** BEGIN **

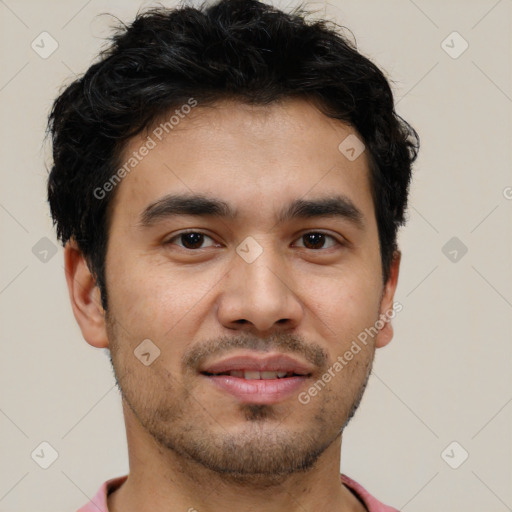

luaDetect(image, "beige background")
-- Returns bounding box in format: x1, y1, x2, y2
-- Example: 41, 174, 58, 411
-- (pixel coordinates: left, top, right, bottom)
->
0, 0, 512, 512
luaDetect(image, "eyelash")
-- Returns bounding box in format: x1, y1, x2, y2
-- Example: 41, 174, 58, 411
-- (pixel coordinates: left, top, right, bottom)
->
164, 230, 345, 252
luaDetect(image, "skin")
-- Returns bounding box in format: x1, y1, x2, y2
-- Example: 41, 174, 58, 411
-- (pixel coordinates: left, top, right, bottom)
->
65, 99, 400, 512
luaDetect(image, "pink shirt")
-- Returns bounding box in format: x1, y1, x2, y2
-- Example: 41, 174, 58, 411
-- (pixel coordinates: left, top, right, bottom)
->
77, 473, 398, 512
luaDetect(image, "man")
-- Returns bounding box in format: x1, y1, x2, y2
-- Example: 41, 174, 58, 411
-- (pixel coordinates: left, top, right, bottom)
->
48, 0, 419, 512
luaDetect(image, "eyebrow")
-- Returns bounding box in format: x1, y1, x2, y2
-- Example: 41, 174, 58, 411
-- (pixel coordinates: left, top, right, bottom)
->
139, 194, 365, 229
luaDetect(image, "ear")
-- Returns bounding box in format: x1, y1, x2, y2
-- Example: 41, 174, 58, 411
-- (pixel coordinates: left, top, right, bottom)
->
375, 251, 402, 348
64, 240, 108, 348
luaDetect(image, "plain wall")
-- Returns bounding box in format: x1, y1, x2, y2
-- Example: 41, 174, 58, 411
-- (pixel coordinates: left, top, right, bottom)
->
0, 0, 512, 512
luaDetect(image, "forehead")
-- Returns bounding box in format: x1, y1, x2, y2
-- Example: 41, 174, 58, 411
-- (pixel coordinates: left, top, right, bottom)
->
112, 99, 373, 228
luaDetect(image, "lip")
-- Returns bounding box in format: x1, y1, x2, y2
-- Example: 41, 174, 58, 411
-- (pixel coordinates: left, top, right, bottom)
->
200, 353, 314, 404
203, 374, 309, 404
199, 352, 314, 380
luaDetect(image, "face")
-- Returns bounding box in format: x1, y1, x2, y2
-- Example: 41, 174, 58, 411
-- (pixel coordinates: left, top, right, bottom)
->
78, 100, 397, 477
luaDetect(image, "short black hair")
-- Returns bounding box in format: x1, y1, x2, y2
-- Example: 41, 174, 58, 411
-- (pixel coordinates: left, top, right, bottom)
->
47, 0, 419, 309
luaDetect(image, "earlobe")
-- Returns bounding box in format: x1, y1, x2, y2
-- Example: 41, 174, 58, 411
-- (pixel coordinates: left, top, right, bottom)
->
375, 251, 402, 348
64, 240, 108, 348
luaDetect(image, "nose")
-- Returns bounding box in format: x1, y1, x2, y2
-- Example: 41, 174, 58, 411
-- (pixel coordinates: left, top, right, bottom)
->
217, 242, 303, 337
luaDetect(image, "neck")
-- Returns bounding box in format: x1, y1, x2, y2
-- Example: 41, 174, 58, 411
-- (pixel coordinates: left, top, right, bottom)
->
107, 404, 365, 512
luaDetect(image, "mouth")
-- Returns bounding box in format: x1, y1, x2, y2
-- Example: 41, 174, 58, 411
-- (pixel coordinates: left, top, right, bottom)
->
200, 353, 313, 404
201, 370, 310, 380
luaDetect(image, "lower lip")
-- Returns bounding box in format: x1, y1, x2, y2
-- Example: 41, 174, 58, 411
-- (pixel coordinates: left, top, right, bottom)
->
205, 375, 308, 404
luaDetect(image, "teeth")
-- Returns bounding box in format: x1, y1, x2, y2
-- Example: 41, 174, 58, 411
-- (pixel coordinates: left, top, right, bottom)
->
229, 370, 293, 380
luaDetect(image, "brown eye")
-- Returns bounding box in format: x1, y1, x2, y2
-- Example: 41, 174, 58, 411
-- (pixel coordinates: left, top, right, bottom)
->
299, 231, 340, 250
166, 231, 213, 250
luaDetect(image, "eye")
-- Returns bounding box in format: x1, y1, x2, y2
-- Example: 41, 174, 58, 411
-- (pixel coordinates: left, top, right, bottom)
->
165, 231, 218, 250
299, 231, 342, 250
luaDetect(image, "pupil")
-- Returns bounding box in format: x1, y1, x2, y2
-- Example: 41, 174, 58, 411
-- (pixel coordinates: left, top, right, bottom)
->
181, 233, 203, 249
304, 233, 325, 249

** END **

[Aim]: Rewrite all of the material above, replacing every "pixel coordinates" with "image coordinates" and keeping everything else unchanged, and leave the pictures out of your answer.

[Answer to this exercise]:
luaDetect(image, "beige background")
-- Returns bounding box in format: x1, y1, x2, y2
-- Example: 41, 174, 58, 411
-- (image coordinates: left, top, right, bottom)
->
0, 0, 512, 512
luaDetect(image, "eyelash")
-- Returns bounding box in format: x1, y1, x2, y2
-- Example: 41, 174, 58, 411
-- (image coordinates: left, top, right, bottom)
->
164, 230, 345, 252
luaDetect(image, "skin")
-- Returns bounding box in format: x1, y1, x2, y2
-- Example: 41, 174, 58, 411
-- (image coordinates: left, top, right, bottom)
->
65, 99, 400, 512
luaDetect(image, "pink shirt")
-- Returns bounding box in format: x1, y1, x2, y2
-- Example: 41, 174, 58, 411
-- (image coordinates: left, top, right, bottom)
->
77, 473, 398, 512
luaDetect(image, "man")
-- Returns bounding box in format: x1, y1, x2, y2
-- Example: 41, 174, 58, 411
-- (image coordinates: left, top, right, bottom)
->
48, 0, 419, 512
luaDetect(image, "eyebrow")
-- Returns bounding box in format: x1, y1, x2, y2
-- Example: 41, 174, 58, 411
-- (image coordinates: left, top, right, bottom)
->
139, 194, 365, 229
luaDetect(image, "ear")
-- Returns bounding box in format: x1, y1, x2, y2
-- Example: 41, 174, 58, 411
-- (image coordinates: left, top, right, bottom)
->
375, 251, 402, 348
64, 240, 108, 348
luaDetect(image, "plain wall")
-- Returns bounding box in format: x1, y1, x2, y2
-- Example: 41, 174, 58, 411
-- (image coordinates: left, top, right, bottom)
->
0, 0, 512, 512
luaDetect(image, "forehead")
-- Returns bounding box in format: x1, y1, x2, y2
-- Example: 41, 174, 58, 411
-- (image coordinates: left, top, right, bottom)
->
112, 99, 373, 228
luaDetect(image, "lip")
-- Returns bounding box in format: x1, y1, x2, y2
-- Example: 41, 174, 58, 411
-- (image coordinates: left, top, right, bottom)
->
200, 353, 314, 404
203, 374, 309, 404
199, 352, 314, 380
luaDetect(image, "face")
-- Returns bounding box in format: x1, y1, x2, y2
-- Example: 41, 174, 58, 411
-- (image coordinates: left, top, right, bottom)
->
78, 100, 397, 477
luaDetect(image, "short black hair")
-- Returns bounding box in format: x1, y1, x2, y2
-- Example: 41, 174, 58, 411
-- (image coordinates: left, top, right, bottom)
->
47, 0, 419, 309
luaDetect(image, "earlobe")
-- Returns bounding box in format: x1, y1, x2, y2
-- Example: 41, 174, 58, 411
-- (image coordinates: left, top, right, bottom)
->
375, 251, 402, 348
64, 240, 108, 348
luaDetect(image, "nose")
-- Returns bounding box in format: x1, y1, x2, y2
-- Example: 41, 174, 58, 411
-- (image coordinates: left, top, right, bottom)
->
217, 242, 303, 337
luaDetect(image, "neck")
-- Returns bounding box in format: x1, y1, x2, y2
-- Example: 41, 174, 58, 411
-- (image coordinates: left, top, right, bottom)
->
107, 404, 365, 512
luaDetect(image, "mouth")
-- Returns bounding box in format: x1, y1, x2, y2
-- Example: 41, 174, 58, 411
-- (image coordinates: left, top, right, bottom)
->
200, 353, 313, 404
201, 370, 310, 380
luaDetect(image, "lower lip")
-- Returns bounding box in format: x1, y1, x2, y2
-- Example: 41, 174, 58, 411
-- (image coordinates: left, top, right, bottom)
->
205, 375, 308, 404
luaDetect(image, "teeth")
-- Returns bounding box in format: x1, y1, x2, y2
-- Example: 41, 174, 58, 411
-- (image coordinates: left, top, right, bottom)
->
229, 370, 293, 380
luaDetect(image, "brown eye")
-- Returns bounding box in format: x1, y1, x2, y2
-- Example: 41, 174, 58, 411
-- (image coordinates: left, top, right, bottom)
->
299, 231, 340, 250
166, 231, 213, 250
luaDetect(image, "eye")
-- Returns bounding box in format: x1, y1, x2, y2
-- Example: 41, 174, 58, 411
-- (image coordinates: left, top, right, bottom)
->
165, 231, 218, 250
299, 231, 342, 250
luaDetect(image, "pupil")
-- Returns bounding box in format: x1, y1, x2, y2
-- Example: 41, 174, 58, 411
-- (image coordinates: left, top, right, bottom)
->
181, 233, 203, 249
304, 233, 325, 249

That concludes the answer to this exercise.